The following point applies both to this specific article on bitcoin, and to the rest of the work my Mr Swedroe. I was puzzled to read that at BAM they 'pride themselves' on giving only advice 'based on evidence from peer-reviewed academic journals'. (the link provided by Swedroe at the end of his article is a blog by an academic).
As an academic myself, I know by experience that at least in my field (physics) peer-review doesn't say much about the value of a research piece. Peer review will exclude things that are clearly nonsense or that are not original work, or that go against established knowledge or assumptions, but a lot of extremely mediocre work can get published in peer-reviewed journals.

TASK:
In the comment on peer review, what field does the writer name as their own? Rely only on the comment on peer review, not on the data.

SUPPLIED RECORDS:
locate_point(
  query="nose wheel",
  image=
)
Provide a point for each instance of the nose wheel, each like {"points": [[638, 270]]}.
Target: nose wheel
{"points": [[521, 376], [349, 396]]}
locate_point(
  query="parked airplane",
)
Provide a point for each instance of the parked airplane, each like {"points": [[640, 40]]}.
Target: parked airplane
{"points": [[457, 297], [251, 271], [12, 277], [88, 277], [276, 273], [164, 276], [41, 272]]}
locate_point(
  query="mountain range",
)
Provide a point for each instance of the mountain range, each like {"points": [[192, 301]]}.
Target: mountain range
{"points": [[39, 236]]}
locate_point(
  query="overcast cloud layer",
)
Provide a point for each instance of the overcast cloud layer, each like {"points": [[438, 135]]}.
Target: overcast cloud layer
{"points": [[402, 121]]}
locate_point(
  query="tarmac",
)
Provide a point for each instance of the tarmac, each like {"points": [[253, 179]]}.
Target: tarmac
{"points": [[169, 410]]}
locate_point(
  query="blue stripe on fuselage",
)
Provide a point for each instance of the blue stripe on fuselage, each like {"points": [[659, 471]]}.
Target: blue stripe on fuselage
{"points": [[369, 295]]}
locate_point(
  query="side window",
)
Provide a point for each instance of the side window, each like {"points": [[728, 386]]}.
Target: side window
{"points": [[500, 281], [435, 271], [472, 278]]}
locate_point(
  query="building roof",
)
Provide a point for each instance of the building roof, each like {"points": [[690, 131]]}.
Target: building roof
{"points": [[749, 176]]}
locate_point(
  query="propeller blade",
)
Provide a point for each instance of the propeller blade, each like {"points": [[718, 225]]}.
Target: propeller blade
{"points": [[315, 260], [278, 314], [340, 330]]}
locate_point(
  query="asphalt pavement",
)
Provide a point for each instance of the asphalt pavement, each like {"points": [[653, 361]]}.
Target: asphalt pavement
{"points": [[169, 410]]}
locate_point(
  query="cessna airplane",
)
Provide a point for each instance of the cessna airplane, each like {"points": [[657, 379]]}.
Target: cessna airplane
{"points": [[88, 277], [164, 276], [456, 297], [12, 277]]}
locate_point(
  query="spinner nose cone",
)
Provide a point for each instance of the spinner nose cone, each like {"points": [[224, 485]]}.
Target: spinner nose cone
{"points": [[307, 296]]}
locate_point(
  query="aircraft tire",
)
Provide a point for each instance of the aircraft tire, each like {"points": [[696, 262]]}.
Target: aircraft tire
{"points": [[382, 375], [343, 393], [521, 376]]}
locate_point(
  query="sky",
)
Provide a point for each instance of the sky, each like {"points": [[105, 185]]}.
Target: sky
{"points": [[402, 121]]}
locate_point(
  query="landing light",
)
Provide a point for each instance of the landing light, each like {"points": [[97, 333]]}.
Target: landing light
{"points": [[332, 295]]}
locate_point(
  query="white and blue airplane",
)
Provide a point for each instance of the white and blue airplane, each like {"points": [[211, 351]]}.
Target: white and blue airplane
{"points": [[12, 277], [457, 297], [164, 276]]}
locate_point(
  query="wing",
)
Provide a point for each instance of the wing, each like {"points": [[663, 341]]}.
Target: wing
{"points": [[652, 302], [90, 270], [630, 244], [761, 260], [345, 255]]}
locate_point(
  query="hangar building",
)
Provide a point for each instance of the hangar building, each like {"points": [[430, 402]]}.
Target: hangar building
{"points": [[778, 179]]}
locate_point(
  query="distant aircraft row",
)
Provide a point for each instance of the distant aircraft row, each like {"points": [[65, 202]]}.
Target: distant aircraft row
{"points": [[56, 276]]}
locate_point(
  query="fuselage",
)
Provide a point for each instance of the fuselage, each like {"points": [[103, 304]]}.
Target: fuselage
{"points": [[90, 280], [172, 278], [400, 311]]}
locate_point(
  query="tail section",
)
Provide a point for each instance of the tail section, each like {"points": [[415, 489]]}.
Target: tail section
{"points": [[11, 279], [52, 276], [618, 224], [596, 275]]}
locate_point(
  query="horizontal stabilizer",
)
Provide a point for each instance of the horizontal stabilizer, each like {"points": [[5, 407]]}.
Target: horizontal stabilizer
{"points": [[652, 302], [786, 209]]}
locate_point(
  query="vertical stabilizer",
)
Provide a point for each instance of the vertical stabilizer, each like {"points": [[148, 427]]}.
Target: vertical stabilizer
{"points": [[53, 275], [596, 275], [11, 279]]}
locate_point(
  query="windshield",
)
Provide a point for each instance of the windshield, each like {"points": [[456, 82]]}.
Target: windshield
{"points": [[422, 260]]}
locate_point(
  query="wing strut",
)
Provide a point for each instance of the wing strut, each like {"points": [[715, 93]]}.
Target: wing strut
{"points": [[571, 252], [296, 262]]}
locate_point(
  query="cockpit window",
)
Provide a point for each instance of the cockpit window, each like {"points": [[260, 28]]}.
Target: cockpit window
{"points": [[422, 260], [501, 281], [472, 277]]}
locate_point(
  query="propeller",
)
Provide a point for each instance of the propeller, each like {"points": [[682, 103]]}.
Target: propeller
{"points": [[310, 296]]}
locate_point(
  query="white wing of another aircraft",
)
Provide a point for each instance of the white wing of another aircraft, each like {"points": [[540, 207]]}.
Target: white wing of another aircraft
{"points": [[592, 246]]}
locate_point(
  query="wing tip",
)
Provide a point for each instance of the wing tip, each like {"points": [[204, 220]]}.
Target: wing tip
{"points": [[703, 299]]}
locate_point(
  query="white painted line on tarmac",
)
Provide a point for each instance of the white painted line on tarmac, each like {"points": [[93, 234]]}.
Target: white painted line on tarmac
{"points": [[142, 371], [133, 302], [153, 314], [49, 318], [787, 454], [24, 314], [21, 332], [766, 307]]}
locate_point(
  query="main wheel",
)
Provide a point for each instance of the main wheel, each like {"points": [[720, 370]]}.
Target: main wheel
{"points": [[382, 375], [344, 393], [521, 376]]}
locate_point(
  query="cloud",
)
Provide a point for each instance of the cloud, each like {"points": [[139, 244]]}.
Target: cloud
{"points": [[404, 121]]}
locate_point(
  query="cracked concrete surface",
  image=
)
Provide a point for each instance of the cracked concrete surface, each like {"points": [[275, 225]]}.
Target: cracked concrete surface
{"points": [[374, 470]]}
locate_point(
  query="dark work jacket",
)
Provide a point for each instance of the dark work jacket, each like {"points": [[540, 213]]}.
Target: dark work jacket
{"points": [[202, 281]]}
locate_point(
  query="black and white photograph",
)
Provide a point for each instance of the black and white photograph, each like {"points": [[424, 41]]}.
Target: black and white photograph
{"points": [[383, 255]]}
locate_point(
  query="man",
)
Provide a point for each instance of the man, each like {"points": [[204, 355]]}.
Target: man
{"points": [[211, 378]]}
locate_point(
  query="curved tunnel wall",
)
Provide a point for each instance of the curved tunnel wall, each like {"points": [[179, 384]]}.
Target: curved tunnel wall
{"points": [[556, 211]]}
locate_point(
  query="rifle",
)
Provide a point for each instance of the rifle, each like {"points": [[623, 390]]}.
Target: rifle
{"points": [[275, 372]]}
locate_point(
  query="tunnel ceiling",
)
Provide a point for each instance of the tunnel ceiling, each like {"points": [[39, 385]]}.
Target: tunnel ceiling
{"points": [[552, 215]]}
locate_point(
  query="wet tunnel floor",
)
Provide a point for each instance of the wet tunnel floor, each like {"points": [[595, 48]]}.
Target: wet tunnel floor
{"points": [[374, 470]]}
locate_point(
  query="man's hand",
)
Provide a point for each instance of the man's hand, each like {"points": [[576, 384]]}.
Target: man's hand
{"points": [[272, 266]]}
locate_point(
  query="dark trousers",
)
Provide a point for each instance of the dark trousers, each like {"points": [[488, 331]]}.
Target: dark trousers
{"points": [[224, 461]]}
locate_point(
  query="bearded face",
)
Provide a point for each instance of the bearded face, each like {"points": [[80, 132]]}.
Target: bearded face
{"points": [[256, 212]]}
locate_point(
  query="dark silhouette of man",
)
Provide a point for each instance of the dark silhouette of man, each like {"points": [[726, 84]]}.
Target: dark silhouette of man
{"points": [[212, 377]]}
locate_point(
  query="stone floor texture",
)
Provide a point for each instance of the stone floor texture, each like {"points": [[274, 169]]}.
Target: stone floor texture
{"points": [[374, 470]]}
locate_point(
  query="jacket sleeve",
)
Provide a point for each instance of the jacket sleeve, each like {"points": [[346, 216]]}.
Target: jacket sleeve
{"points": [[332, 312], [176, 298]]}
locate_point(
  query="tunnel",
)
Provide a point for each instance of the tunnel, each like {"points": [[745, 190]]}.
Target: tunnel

ANSWER TO THIS TASK:
Physics.